> [TASK GOAL] The response should consist of every record, reproduced exactly.

(Stored entries)
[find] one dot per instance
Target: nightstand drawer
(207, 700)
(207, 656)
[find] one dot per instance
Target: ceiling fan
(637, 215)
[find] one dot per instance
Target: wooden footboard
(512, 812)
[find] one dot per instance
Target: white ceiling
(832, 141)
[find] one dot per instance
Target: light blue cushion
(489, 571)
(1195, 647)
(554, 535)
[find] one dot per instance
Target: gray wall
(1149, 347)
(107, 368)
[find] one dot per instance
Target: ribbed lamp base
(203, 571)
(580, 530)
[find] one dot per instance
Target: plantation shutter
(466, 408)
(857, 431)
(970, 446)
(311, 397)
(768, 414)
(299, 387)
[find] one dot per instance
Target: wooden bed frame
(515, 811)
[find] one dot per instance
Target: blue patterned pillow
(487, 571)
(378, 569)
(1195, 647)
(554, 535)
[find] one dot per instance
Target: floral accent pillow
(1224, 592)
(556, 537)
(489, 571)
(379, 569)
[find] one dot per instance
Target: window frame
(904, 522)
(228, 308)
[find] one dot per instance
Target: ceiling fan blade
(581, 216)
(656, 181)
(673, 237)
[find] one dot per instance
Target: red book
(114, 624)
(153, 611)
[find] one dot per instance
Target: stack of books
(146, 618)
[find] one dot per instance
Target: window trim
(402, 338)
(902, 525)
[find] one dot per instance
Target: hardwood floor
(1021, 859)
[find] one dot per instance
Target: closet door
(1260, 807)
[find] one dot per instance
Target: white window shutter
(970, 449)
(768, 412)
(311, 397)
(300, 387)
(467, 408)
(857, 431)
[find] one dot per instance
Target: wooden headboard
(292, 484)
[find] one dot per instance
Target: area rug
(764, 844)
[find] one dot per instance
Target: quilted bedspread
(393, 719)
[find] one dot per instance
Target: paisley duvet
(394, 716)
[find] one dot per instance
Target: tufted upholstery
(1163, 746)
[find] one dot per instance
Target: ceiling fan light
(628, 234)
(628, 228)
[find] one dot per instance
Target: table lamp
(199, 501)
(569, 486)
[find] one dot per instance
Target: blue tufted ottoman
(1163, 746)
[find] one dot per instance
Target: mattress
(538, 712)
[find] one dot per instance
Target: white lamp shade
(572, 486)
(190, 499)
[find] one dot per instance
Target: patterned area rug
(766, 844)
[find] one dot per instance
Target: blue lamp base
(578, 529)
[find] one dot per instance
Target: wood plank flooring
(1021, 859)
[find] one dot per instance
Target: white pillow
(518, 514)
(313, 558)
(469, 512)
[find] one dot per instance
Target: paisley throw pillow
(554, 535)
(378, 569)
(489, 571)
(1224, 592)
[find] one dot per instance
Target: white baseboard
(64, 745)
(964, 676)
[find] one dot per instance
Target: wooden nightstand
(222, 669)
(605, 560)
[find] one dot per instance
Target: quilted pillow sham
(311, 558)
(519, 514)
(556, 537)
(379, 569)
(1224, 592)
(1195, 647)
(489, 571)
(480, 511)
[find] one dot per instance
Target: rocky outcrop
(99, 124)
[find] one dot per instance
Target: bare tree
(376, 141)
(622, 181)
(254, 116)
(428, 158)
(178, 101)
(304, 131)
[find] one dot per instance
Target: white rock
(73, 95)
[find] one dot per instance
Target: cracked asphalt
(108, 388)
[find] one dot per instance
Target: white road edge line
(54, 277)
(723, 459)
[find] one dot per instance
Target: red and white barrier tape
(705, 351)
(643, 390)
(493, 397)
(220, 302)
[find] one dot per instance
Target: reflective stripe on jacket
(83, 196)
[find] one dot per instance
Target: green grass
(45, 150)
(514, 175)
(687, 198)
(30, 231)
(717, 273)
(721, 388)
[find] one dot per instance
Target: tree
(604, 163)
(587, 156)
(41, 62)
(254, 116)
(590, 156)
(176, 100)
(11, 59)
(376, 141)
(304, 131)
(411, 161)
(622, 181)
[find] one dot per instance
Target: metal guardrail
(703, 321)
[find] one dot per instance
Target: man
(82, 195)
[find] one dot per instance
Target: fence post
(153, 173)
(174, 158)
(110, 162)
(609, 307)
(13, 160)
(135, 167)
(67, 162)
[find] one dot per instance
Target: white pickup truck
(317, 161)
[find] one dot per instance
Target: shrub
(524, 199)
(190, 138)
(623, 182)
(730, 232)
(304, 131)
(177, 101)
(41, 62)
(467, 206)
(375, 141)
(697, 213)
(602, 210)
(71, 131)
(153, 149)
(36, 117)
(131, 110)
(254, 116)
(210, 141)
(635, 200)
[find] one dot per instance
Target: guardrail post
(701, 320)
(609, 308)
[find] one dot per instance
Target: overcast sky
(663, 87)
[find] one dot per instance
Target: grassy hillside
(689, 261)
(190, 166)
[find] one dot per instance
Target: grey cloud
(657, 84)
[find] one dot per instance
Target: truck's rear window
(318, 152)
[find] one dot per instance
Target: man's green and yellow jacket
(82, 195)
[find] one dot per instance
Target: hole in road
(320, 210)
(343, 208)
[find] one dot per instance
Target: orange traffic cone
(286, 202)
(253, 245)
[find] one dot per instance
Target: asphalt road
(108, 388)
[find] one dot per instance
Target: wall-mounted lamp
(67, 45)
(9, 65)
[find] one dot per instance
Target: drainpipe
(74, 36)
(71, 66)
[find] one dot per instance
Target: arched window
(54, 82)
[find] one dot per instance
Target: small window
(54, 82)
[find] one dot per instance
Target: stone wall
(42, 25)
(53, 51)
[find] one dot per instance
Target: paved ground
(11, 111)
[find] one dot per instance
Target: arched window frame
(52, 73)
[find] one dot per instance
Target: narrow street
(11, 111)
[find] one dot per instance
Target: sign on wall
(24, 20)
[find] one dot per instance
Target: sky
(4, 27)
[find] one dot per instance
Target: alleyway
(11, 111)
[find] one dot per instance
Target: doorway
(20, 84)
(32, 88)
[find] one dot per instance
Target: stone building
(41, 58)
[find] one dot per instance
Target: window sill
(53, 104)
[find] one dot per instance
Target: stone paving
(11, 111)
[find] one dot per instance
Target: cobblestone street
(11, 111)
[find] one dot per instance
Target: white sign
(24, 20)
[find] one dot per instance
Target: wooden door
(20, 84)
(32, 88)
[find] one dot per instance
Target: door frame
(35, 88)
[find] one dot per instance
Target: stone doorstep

> [TASK ANSWER]
[find] one dot per instance
Target: nightstand drawer
(207, 700)
(207, 656)
[find] one dot per instance
Target: ceiling fan
(637, 215)
[find] one dot per instance
Target: wooden footboard
(512, 812)
[find] one dot per instance
Target: white ceiling
(832, 141)
[find] one dot per instance
Target: light blue cushion
(489, 571)
(1195, 647)
(554, 535)
[find] one dot per instance
Target: gray wall
(1149, 347)
(107, 368)
[find] one dot per instance
Target: ribbed lamp base
(203, 571)
(580, 530)
[find] one dot per instance
Target: plantation shutter
(466, 408)
(857, 431)
(970, 446)
(311, 397)
(768, 414)
(299, 387)
[find] one dot per instance
Target: wooden bed frame
(515, 811)
[find] one dot per instance
Target: blue patterned pillow
(487, 571)
(378, 569)
(1195, 647)
(554, 535)
[find] one dot per instance
Target: floral accent pillow
(1224, 592)
(556, 537)
(489, 571)
(379, 569)
[find] one dot per instance
Target: window frame
(904, 522)
(228, 308)
[find] one dot per instance
Target: ceiling fan blade
(581, 216)
(656, 181)
(673, 237)
[find] one dot per instance
Target: red book
(114, 624)
(153, 611)
[find] one dot per instance
Target: stack of books
(146, 618)
[find] one dot per instance
Target: window trim
(402, 338)
(902, 525)
[find] one dot per instance
Target: hardwood floor
(1021, 859)
[find] one dot per instance
Target: closet door
(1260, 807)
[find] one dot per instance
Target: white window shutter
(970, 449)
(768, 412)
(311, 397)
(300, 387)
(467, 408)
(857, 431)
[find] one dot per instance
Target: wooden headboard
(292, 484)
[find] one dot per instance
Target: area rug
(764, 844)
[find] one dot per instance
Target: quilted bedspread
(393, 719)
[find] one dot per instance
Target: paisley duvet
(394, 716)
[find] one dot per instance
Target: tufted upholstery
(1163, 746)
[find] one dot per instance
Target: ceiling fan light
(628, 234)
(628, 228)
[find] one dot per instance
Target: table lamp
(199, 501)
(569, 486)
[find] one dot per instance
Target: blue tufted ottoman
(1163, 746)
[find] one dot per instance
Target: mattress
(538, 712)
[find] one dot per instance
Target: white lamp shade
(572, 486)
(190, 499)
[find] one dot per instance
Target: patterned area rug
(766, 844)
[find] one dot per instance
Target: blue lamp base
(578, 529)
[find] one dot per instance
Target: wood plank flooring
(1021, 859)
[find] one dot per instance
Target: white pillow
(518, 514)
(313, 558)
(469, 512)
[find] one dot per instance
Target: paisley throw pillow
(554, 535)
(378, 569)
(489, 571)
(1224, 592)
[find] one dot per instance
Target: white baseboard
(64, 745)
(964, 676)
[find] one dot per instance
Target: wooden nightstand
(222, 669)
(605, 560)
[find] one dot per instance
Target: quilted pillow sham
(311, 558)
(519, 514)
(556, 537)
(379, 569)
(1224, 592)
(1195, 647)
(489, 571)
(480, 511)
[find] one dot per instance
Target: rocky outcrop
(99, 124)
[find] one dot per instance
Target: bare tree
(376, 141)
(622, 181)
(254, 116)
(428, 158)
(178, 101)
(304, 131)
[find] one dot per instance
Target: white rock
(73, 95)
[find] one dot per instance
Target: cracked asphalt
(108, 388)
[find] one dot per instance
Target: white road edge line
(54, 277)
(723, 459)
[find] one dot per instance
Target: red and white barrier tape
(705, 351)
(643, 390)
(493, 397)
(220, 302)
[find] one dot per instance
Target: reflective stripe on jacket
(83, 196)
[find] one dot per instance
Target: green grass
(45, 150)
(514, 175)
(687, 198)
(30, 231)
(717, 273)
(721, 388)
[find] one dot per instance
Target: tree
(604, 163)
(587, 156)
(41, 62)
(254, 116)
(590, 156)
(176, 100)
(11, 59)
(376, 141)
(304, 131)
(411, 161)
(622, 181)
[find] one dot per instance
Target: metal guardrail
(703, 321)
[find] one dot per instance
Target: man
(82, 195)
[find] one dot per instance
Target: fence post
(153, 173)
(174, 158)
(110, 162)
(609, 307)
(13, 160)
(135, 167)
(67, 162)
[find] one dot per instance
Target: white pickup truck
(317, 161)
[find] one dot per instance
Target: shrub
(524, 199)
(190, 138)
(623, 182)
(730, 232)
(304, 131)
(177, 101)
(41, 62)
(467, 206)
(375, 141)
(697, 213)
(602, 210)
(71, 131)
(153, 149)
(36, 117)
(131, 110)
(254, 116)
(210, 141)
(635, 200)
[find] one dot per instance
Target: guardrail post
(701, 320)
(609, 308)
[find] one dot per instance
Target: overcast sky
(663, 87)
[find] one dot per instance
Target: grassy hillside
(689, 261)
(190, 166)
[find] one dot per instance
Target: grey cloud
(657, 84)
[find] one dot per instance
Target: truck's rear window
(318, 152)
[find] one dot per instance
Target: man's green and yellow jacket
(82, 195)
[find] one dot per instance
Target: hole in road
(320, 210)
(343, 208)
[find] one dot per instance
Target: orange traffic cone
(286, 202)
(253, 245)
[find] one dot per instance
Target: asphalt road
(108, 388)
[find] one dot per instance
Target: wall-mounted lamp
(67, 45)
(9, 65)
[find] one dot per instance
Target: drainpipe
(74, 36)
(71, 66)
[find] one dot per instance
Target: arched window
(54, 82)
[find] one dot per instance
Target: small window
(54, 82)
[find] one dot per instance
Target: stone wall
(42, 25)
(53, 51)
[find] one dot per instance
Target: paved ground
(11, 111)
[find] one dot per instance
Target: arched window frame
(52, 73)
[find] one dot per instance
Target: narrow street
(11, 111)
[find] one dot per instance
Target: sign on wall
(24, 20)
[find] one dot per instance
Target: sky
(4, 27)
[find] one dot per instance
Target: alleyway
(11, 111)
[find] one dot per instance
Target: doorway
(20, 84)
(32, 88)
[find] one dot per instance
Target: stone building
(41, 58)
[find] one dot per instance
Target: window sill
(53, 104)
[find] one dot per instance
Target: stone paving
(11, 111)
[find] one dot per instance
Target: cobblestone street
(11, 111)
[find] one dot per instance
Target: white sign
(24, 20)
[find] one dot per instance
Target: wooden door
(20, 84)
(32, 88)
[find] one dot per instance
Target: door frame
(35, 88)
[find] one dot per instance
Target: stone doorstep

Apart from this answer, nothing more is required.